▶ _Prompt_:
Your task is to write out the entire listing exactly, omitting its pictures.

%%

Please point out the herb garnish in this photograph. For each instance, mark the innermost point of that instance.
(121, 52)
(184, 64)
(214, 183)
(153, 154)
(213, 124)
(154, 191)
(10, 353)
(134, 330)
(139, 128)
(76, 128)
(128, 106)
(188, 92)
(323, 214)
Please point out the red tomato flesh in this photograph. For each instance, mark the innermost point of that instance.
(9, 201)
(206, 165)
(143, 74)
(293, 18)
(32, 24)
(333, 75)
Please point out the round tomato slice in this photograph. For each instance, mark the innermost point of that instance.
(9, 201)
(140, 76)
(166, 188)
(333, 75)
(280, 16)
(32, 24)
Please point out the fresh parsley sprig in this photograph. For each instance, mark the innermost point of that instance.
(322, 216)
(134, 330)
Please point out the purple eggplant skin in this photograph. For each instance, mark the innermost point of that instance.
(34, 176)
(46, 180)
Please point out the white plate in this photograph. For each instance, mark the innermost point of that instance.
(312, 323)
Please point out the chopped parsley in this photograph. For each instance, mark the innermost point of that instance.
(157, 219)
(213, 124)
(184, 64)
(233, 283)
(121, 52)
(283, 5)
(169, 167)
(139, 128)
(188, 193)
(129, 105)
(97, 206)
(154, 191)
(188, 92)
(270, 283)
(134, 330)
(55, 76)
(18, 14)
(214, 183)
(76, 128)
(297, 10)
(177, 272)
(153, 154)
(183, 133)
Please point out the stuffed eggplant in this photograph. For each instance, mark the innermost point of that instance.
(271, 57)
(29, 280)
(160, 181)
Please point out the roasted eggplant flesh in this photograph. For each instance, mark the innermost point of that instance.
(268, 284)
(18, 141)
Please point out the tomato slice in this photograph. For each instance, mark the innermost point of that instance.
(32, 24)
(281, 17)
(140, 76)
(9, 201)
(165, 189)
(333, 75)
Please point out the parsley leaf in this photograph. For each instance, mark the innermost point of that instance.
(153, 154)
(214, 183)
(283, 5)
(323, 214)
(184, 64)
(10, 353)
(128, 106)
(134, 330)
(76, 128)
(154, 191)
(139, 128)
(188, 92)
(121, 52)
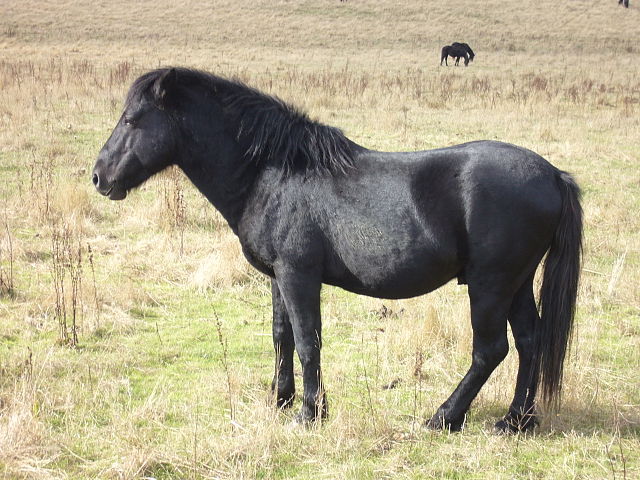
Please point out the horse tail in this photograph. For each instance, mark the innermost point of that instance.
(559, 290)
(471, 54)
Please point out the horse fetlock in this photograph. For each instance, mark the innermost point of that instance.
(516, 422)
(440, 421)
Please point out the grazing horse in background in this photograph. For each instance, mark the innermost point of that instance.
(310, 206)
(466, 47)
(457, 51)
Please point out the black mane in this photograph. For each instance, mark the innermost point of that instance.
(272, 130)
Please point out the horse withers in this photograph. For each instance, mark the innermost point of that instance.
(457, 50)
(310, 206)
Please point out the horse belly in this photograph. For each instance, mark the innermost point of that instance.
(371, 263)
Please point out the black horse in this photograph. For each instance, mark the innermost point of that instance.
(311, 207)
(457, 50)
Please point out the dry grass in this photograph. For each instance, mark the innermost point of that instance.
(148, 389)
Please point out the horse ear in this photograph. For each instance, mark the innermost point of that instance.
(164, 87)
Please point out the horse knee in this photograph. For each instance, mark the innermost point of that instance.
(491, 354)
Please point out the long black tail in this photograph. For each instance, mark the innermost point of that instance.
(559, 290)
(444, 53)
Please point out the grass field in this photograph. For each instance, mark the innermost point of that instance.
(134, 339)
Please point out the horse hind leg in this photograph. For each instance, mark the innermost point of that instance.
(523, 317)
(489, 308)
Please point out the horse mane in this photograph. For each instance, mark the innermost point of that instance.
(273, 130)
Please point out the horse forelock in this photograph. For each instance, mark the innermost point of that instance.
(270, 129)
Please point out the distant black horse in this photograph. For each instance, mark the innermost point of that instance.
(311, 207)
(457, 51)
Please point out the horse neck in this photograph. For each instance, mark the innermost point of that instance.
(214, 162)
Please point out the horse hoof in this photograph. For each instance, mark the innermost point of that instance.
(285, 401)
(440, 423)
(510, 425)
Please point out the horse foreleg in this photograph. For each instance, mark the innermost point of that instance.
(301, 294)
(490, 346)
(523, 317)
(283, 384)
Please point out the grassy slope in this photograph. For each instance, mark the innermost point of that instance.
(150, 390)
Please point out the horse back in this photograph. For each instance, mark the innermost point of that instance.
(401, 224)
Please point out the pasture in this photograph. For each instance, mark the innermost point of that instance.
(135, 341)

%%

▶ _Answer below_:
Please point out the herb garnish in this photograph. For each instance, mark the innermost point of that instance.
(121, 52)
(184, 64)
(214, 183)
(153, 154)
(213, 124)
(154, 191)
(10, 353)
(134, 330)
(139, 128)
(76, 128)
(128, 106)
(188, 92)
(323, 214)
Please point out the red tomato flesh in this photograph. For each instance, mark the innermost point of that instance.
(9, 201)
(206, 165)
(143, 74)
(293, 18)
(32, 24)
(333, 75)
Please point out the round tomato slice in this photograph. For each instance, mark the innermost point of that instance.
(9, 201)
(140, 76)
(166, 188)
(333, 75)
(280, 16)
(32, 24)
Please point out the fresh parsley sprig in this photograph. For each instance, mark the innermost point of that instance.
(322, 216)
(134, 330)
Please point out the purple eggplant skin in this photograph. For each instance, mark the innermost point of that instance.
(34, 176)
(46, 180)
Please point out the white plate in this photograph. For each instance, mark the innermost point of that instance.
(312, 323)
Please point out the chopped parsley in this photograph. For each instance, mark the innermost point of that instance.
(157, 219)
(213, 124)
(184, 64)
(233, 283)
(121, 52)
(283, 5)
(169, 167)
(139, 128)
(188, 193)
(129, 105)
(97, 206)
(154, 191)
(188, 92)
(270, 283)
(134, 330)
(55, 76)
(18, 14)
(214, 183)
(76, 128)
(297, 10)
(177, 272)
(153, 154)
(183, 133)
Please point out the stuffed eggplant in this photograph. For each instance, mark the innermost point of that instance.
(271, 57)
(29, 280)
(160, 181)
Please point out the roasted eggplant flesh in this photograph. For each instance, mark the innermost point of that instance.
(268, 284)
(18, 141)
Please point out the tomato slice in this photograph. For each instance, mark the innermost point of that instance.
(32, 24)
(281, 17)
(140, 76)
(9, 201)
(165, 189)
(333, 75)
Please point out the parsley leaf in this photograph. For each instance, mark the innermost point of that instance.
(153, 154)
(214, 183)
(283, 5)
(323, 214)
(184, 64)
(10, 353)
(128, 106)
(134, 330)
(76, 128)
(154, 191)
(139, 128)
(188, 92)
(121, 52)
Please point out the horse tail in this photograph. For each instance, mark the innermost point of that instance.
(559, 290)
(471, 54)
Please point out the horse fetlock in this photograph. For each instance, mark the innermost point of that instance.
(516, 422)
(440, 421)
Please point out the grazing horse in background in this photograph. For each instance, mark the innermost point of that instance.
(310, 206)
(466, 47)
(457, 51)
Please point out the black mane in this photograph. For each instance, mark the innermost point of that instance.
(272, 130)
Please point out the horse withers in this photograph. For each instance, mark the innermost point of that instance.
(457, 50)
(310, 206)
Please point out the horse belly in this photograph. For each instance, mark the innermost point of that instance.
(371, 263)
Please point out the black horse in this photograph. For each instance, mark the innermost point of that instance.
(311, 207)
(457, 50)
Please point out the dry grass in this photograph. For each instance, mark the innermost point of that instance.
(148, 389)
Please point out the horse ear in this photograph. For each instance, mark the innermost point of that instance.
(164, 87)
Please point out the horse knee in this photograph. For each instance, mark the innermost point of that instance.
(491, 354)
Please point out the long black tail in this photograph. For each instance, mark the innermost point of that instance.
(559, 290)
(444, 53)
Please point out the grass field in this photograph. For each instance, mark the innermost point of that instance.
(134, 339)
Please point out the horse hind leg in this photograph. For each instance, mark the innermost point of that instance.
(523, 317)
(489, 308)
Please point out the horse mane in this photograph. For each instance, mark the innermost point of that instance.
(273, 130)
Please point out the horse forelock in this photograph. For each instance, mark the innermost point of that instance.
(270, 129)
Please point out the distant black horse in this photograph. For each instance, mark the innermost point of that instance.
(311, 207)
(457, 51)
Please point out the horse neck in this photograph. For each instance, mark the innermost point of that instance.
(214, 162)
Please point out the horse hoof in this photograph. For each instance, mark the innermost point of that instance.
(285, 401)
(440, 423)
(510, 425)
Please point out the horse foreleg in this photograph. For each instance, mark the innermost point of that instance.
(301, 294)
(490, 346)
(523, 317)
(283, 384)
Please point out the grassy slope in this photograph. For each instance, mark the innermost point of that instance.
(150, 390)
Please point out the horse back in this photograph. For each instance, mark the innermost point of that instance.
(401, 224)
Please point out the pasture in this photograph. For each instance, mark the innermost point of that instance.
(135, 341)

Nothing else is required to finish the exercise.